◆ FRAGMENT ◆
# # # #
Steun ons werk
Decorative header background

Epilepsie bij kinderen

Normaal werkende hersencellen zijn te vergelijken met een symfonieorkest waarvan de muzikanten harmonieus samenspelen. Bij epilepsie ontstaan er echter ongecontroleerde spontane activiteitspatronen, alsof een trompettist hard door een vioolsolo heen speelt. Naar schatting lijden wereldwijd zo’n 10,5 miljoen kinderen aan epilepsie, maar de ernst kan behoorlijk variëren. Wat veroorzaakt deze epilepsie bij kinderen en wat kan er gedaan worden om het te behandelen?

Spontane epileptische aanvallen

Epilepsie wordt gekenmerkt door terugkerende, spontane aanvallen. De specifieke symptomen zijn afhankelijk van de hersengebieden die bij de aanval betrokken zijn. Over het algemeen wordt een epileptische aanval omschreven als “een periode van abnormale synchrone activiteit van een groep hersencellen”. Tijdens zo’n aanval spreidt een ongecontroleerde activiteit zich uit van een klein groepje cellen naar een groter hersengebied.

Bij sommige epileptische aanvallen, de zogenaamde ‘afwezigheidsaanvallen’, kan het zijn dat iemand seconden of minutenlang nergens op reageert, terwijl bij ‘gegeneraliseerde aanvallen’ mensen zelfs kunnen vallen en last hebben van stuiptrekkingen.

Volgens Tallie Baram, die epilepsie bij kinderen onderzoekt aan de Universiteit van Californië, kunnen epileptische aanvallen het leven van een kind op veel manieren beïnvloeden. “Sommige vormen van epilepsie kunnen ervoor zorgen dat een kind zich niet kan concentreren op school, of er kunnen hersengebieden bij betrokken zijn die nodig zijn voor leren en het onthouden van dingen, waardoor dit niet zo goed gaat. Het kan ook gevaarlijk zijn als een kind bij het oversteken van de straat ineens geen contact meer heeft met de omgeving of zelfs op de grond valt.”
# # # #
◆ AAN DE SLAG ◆
1) Hoeveel kinderen lijden volgens de tekst over epilepsie bij kinderen wereldwijd naar schatting aan epilepsie?
2) Pak de tekst over epilepsie bij kinderen alsjeblieft weer op na het laatste citaat van Tallie Baram en schrijf verder.
De lijst is los materiaal en hoort niet bij de tekst over epilepsie bij kinderen.

◆ Gegevens uit een verzameling ◆
# # # #
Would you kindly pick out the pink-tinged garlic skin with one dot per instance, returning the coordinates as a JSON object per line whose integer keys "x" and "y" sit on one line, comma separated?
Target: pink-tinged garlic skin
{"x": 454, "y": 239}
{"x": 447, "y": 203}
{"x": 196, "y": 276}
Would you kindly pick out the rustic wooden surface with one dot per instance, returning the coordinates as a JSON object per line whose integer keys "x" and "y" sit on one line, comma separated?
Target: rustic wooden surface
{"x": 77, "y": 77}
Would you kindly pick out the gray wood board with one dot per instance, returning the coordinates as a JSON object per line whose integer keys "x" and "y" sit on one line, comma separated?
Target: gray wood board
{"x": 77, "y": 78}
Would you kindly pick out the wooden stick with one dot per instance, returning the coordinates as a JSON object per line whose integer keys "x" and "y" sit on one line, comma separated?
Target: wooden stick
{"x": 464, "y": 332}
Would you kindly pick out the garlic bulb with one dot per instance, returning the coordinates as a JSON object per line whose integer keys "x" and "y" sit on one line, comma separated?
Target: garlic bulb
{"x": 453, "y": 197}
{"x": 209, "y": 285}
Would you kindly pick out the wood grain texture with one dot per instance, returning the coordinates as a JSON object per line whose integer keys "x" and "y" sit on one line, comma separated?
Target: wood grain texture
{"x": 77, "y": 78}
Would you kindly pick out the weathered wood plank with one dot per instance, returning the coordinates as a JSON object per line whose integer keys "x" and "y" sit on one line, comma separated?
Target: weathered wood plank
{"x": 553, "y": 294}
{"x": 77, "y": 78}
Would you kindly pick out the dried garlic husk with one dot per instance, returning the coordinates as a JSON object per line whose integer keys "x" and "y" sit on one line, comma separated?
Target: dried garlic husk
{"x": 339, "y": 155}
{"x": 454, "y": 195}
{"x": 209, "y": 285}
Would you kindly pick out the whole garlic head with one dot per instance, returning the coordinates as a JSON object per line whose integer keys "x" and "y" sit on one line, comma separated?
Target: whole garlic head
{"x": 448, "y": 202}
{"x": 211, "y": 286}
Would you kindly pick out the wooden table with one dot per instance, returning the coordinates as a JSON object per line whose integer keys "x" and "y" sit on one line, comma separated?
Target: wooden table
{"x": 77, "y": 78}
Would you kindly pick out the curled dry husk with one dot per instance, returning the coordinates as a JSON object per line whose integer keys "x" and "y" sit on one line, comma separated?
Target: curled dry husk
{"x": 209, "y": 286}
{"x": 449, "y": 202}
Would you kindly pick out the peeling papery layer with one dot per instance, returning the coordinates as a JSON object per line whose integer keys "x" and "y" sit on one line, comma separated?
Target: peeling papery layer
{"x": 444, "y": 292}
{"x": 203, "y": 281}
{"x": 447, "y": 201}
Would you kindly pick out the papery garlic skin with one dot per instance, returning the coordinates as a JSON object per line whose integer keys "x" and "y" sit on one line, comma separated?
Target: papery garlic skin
# # # #
◆ ANTWOORDEN ◆
1) Naar schatting zo'n 10,5 miljoen kinderen.

2)
Oorzaak en prognose

De vele verschillende vormen van epilepsie bij kinderen kunnen ook diverse oorzaken hebben. Zo kan hersenletsel, door bijvoorbeeld zuurstoftekort bij de geboorte of een ernstige infectie, epilepsie tot gevolg hebben.

“Kinderen die te vroeg worden geboren, of waarbij de geboorte erg moeizaam verloopt, kunnen hersenschade hebben waardoor ze in de eerste weken na de geboorte last krijgen van epileptische aanvallen”, aldus Paul Carney, kinderneuroloog aan de Universiteit van Florida. “Het goede nieuws is dat veel van deze kinderen met milde hersenschade binnen een maand over de epileptische aanvallen heen groeien. Bij een kleine groep ontwikkelt de epilepsie zich echter tot moeilijk te behandelen aanvallen waar ze hun hele leven last van houden.”

Kinderepilepsie kan ook ontstaan als gevolg van afwijkende hersenontwikkeling, bijvoorbeeld door blootstelling aan schadelijke stoffen of een ongeluk tijdens de zwangerschap, of door een genetische oorzaak. Als het probleem genetisch is, kunnen de epileptische aanvallen een teken zijn van een dieperliggend probleem met de hersenen, of zoals Baram het stelt: “Epileptische aanvallen kunnen het topje van de ijsberg zijn van een ernstige hersenaandoening”.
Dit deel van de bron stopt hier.